WHAT YOU WILL DO: Locate the line that contains "Mark every instance of the wall". Copy it and every following line through the end of the records, exactly, and include nothing else.

INPUT:
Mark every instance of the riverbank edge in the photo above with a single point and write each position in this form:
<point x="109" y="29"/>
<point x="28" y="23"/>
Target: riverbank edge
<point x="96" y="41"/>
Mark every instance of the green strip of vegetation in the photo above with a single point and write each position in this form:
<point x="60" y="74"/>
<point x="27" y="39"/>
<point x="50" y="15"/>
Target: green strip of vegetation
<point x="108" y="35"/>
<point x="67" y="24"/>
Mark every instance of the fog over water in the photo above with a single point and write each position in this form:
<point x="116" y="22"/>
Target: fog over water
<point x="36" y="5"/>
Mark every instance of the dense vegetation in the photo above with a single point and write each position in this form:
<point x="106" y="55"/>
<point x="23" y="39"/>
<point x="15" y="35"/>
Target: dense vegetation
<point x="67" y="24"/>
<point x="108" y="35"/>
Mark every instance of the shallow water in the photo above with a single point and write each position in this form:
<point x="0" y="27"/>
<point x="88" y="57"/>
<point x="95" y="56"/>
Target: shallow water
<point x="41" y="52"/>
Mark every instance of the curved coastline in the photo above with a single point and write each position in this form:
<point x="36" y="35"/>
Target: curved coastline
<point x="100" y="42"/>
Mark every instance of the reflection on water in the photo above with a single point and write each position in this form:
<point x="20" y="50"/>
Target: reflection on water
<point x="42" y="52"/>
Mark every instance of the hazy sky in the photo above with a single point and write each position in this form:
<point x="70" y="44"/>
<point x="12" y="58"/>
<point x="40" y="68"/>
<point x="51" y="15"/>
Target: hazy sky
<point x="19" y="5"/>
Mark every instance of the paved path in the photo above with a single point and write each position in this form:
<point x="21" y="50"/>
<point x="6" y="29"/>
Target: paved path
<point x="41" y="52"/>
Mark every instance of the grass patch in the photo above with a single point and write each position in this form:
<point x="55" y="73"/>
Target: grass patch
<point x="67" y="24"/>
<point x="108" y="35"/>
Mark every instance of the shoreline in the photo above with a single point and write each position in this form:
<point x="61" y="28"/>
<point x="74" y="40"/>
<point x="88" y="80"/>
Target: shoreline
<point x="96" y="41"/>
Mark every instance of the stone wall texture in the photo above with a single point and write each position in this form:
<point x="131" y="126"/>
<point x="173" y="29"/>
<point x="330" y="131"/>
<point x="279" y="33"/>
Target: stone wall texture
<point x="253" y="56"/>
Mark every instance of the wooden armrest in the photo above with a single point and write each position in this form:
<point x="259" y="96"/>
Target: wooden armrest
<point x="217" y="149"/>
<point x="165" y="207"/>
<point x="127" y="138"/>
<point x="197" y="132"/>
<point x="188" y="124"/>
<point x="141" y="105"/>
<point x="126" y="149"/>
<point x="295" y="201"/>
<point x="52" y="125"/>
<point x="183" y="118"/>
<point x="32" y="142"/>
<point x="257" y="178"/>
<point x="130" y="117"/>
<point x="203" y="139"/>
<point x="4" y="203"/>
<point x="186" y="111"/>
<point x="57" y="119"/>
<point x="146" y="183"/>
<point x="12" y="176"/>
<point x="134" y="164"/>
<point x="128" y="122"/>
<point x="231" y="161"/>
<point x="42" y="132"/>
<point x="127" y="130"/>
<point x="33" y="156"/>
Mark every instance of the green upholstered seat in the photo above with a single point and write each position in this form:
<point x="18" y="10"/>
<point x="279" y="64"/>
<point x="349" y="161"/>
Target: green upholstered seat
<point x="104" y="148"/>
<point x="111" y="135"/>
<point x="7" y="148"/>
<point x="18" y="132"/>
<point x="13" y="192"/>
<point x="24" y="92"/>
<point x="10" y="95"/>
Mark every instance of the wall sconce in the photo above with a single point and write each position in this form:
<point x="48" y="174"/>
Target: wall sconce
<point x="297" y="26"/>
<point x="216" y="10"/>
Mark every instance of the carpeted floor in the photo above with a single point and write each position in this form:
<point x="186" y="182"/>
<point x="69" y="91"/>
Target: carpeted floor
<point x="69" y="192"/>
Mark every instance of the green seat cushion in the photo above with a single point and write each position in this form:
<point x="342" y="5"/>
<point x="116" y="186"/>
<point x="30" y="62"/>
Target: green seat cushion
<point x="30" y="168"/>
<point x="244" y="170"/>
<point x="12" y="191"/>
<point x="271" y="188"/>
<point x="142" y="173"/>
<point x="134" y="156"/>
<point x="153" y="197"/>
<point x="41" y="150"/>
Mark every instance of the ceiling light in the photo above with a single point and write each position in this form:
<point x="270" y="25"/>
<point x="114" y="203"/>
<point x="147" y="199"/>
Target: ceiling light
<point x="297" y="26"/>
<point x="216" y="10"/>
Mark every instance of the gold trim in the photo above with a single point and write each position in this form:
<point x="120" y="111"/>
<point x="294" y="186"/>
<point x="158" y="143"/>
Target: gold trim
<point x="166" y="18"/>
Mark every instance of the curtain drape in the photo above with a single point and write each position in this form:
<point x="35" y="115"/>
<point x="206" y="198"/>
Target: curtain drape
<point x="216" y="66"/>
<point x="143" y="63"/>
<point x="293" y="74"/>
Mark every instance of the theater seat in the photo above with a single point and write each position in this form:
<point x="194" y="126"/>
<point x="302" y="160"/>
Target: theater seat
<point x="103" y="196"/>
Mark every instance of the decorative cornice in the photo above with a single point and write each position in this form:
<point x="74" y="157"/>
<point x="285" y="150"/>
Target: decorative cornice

ANSWER BELOW:
Mark every instance of the wall sconce in the photo above with a single point and write each position in this form:
<point x="48" y="174"/>
Target: wall sconce
<point x="297" y="26"/>
<point x="216" y="10"/>
Mark every instance of the carpeted floor in the photo above with a single point and write each position in this form:
<point x="186" y="182"/>
<point x="69" y="91"/>
Target: carpeted floor
<point x="69" y="192"/>
Mark every instance of the green seat cushion in the photo above with a single point and write each position in this form:
<point x="342" y="5"/>
<point x="116" y="186"/>
<point x="30" y="62"/>
Target: green seat cushion
<point x="30" y="168"/>
<point x="244" y="170"/>
<point x="12" y="191"/>
<point x="271" y="188"/>
<point x="142" y="173"/>
<point x="134" y="156"/>
<point x="153" y="197"/>
<point x="41" y="150"/>
Mark every instance of the ceiling light in the photo above with a single point and write each position in this form:
<point x="270" y="25"/>
<point x="114" y="203"/>
<point x="147" y="199"/>
Target: ceiling light
<point x="297" y="26"/>
<point x="216" y="10"/>
Mark every instance of the gold trim in the photo above with a single point and write each position in this form:
<point x="120" y="111"/>
<point x="294" y="186"/>
<point x="158" y="143"/>
Target: gold trim
<point x="166" y="18"/>
Mark every instance of the curtain drape in the photo above with a single point and write each position in this form:
<point x="35" y="115"/>
<point x="206" y="198"/>
Target: curtain drape
<point x="216" y="66"/>
<point x="143" y="63"/>
<point x="293" y="74"/>
Mark every instance of the theater seat in the photo above with a single point and write each position in this form:
<point x="194" y="126"/>
<point x="302" y="160"/>
Target: theater seat
<point x="103" y="196"/>
Mark every instance of the decorative cornice in the photo above with a single point and write each position in this form:
<point x="74" y="157"/>
<point x="285" y="150"/>
Target: decorative cornice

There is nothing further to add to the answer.